**Description of the task**
According to the discussion of TNR and feral cats, why do the vaccinations in TNR programs have limited efficacy? Answer in one to three sentences.

**Selected extract**
Threading this needle of feeding enough to be humane without making the problem worse would be hard enough but we leave it in the hands of volunteers who proudly consider themselves as righteous crusaders who have earned the right to tell the rest of society to shove it. That's why TNR fails.
Reply
#67
(05-05-2024, 07:48 PM)MarkP Wrote: The engineering nerd in me demands to know what environment this data applies to because if it is true for the north slope of Alaska then it is definitely not true for Florida and if it is true for Florida then it is not true for Alaska.  

I also don't know anything about the graph but can speak from experience that harsh winters are what limit feral cat populations when people aren't feeding them.  The young, the weak/sick, and the old will perish directly from the cold, the lack of food in the winter can make healthy cats weak enough the cold can kill them.  However, it is the winters that also kill off many of the parasites in the environment that affect cats.  How this relates to the tropics, I do not know.  There isn't the winter cold killing cats but also nothing to diminish the parasite and disease loads in the environment.  Almost all the stray/feral cats we've seen here on the farm were suffering from some kind or multiple ailments including varying degrees of blindness from LFA stings. In Alaska the strays/ferals generally looked healthy until they were found frozen.  TNR programs usually include vaccinations, but they are limited in efficacy because many of them are required to be given in a series to be effective and they only get one in a TNR situation. Also many of the vaccines only work if the animals haven't acquired the disease yet and in many cases they already have them before they are caught.  TNR might be effective if people stop feeding them, but I'm only aware of it being implemented in areas where people are feeding them.  At this point I view TNR as a public relations effort by people who support feeding stray and feral cats and not a viable solution.  The environment is already self limiting in how many cats it can support, it is the feeding that artificially changes this.  Sterilizing some of them might put downward pressure on the population, but it isn't going to restore the balance of what the environment would do naturally if people weren't feeding them.  TNR exists because people are feeding cats, and they want something to point to that falsely demonstrates they aren't part of the problem. TNR doesn't exist because people want a solution to the cat problem, it exists so they can justify continuing to feed them, and it drains limited resources that could otherwise be implemented towards effective animal welfare programs.

**Dataset extract**
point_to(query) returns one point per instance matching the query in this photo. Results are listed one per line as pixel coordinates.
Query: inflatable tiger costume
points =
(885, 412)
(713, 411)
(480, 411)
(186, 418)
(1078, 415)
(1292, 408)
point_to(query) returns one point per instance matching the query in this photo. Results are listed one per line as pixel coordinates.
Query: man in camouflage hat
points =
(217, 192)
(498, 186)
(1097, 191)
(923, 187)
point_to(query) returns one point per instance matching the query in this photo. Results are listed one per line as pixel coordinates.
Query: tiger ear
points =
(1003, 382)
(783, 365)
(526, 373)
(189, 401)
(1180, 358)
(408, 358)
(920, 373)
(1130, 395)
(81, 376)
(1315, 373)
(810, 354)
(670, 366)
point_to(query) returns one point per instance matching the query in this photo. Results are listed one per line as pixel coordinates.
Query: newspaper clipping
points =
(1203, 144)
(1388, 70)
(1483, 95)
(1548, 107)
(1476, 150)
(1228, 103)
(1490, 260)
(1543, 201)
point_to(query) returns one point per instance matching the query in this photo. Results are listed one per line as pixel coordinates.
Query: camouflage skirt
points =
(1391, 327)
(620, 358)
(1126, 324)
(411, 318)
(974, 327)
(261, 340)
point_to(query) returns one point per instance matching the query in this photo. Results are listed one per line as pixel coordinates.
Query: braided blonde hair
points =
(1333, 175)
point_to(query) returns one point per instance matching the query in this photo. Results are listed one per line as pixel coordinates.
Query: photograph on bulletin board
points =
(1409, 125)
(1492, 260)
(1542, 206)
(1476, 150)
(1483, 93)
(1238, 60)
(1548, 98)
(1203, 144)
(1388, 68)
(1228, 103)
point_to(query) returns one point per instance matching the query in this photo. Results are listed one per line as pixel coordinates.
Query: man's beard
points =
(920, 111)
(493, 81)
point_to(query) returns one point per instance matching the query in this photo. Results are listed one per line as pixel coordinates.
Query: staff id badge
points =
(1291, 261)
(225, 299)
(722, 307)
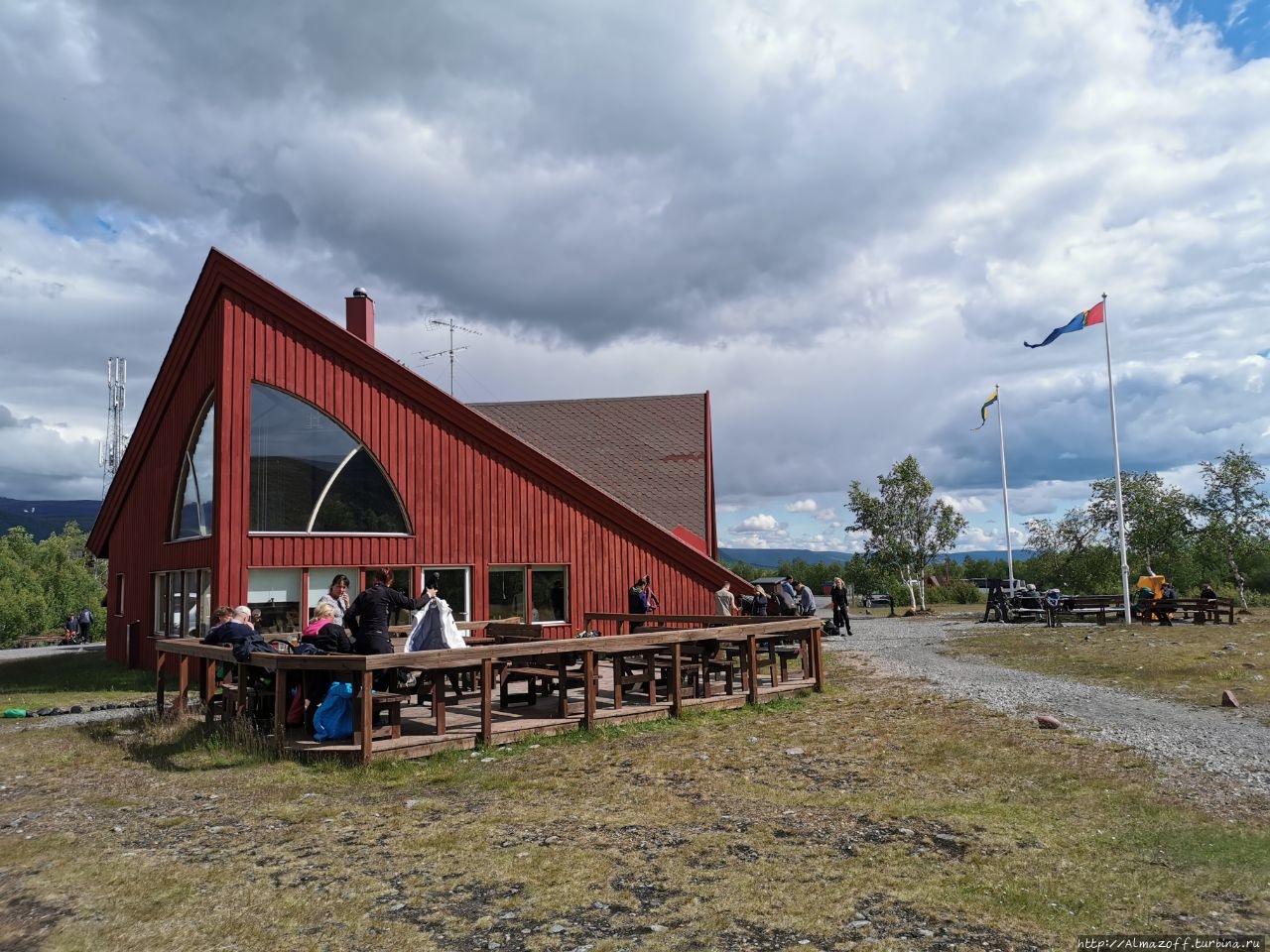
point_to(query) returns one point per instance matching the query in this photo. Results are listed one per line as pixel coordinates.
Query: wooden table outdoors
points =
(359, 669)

**Answer space**
Many of the vaccines have to be given in a series to work, but a cat in a TNR situation gets only one. Also, many vaccines work only if the animal hasn't yet acquired the disease, and in many cases the cats already have it before they are caught.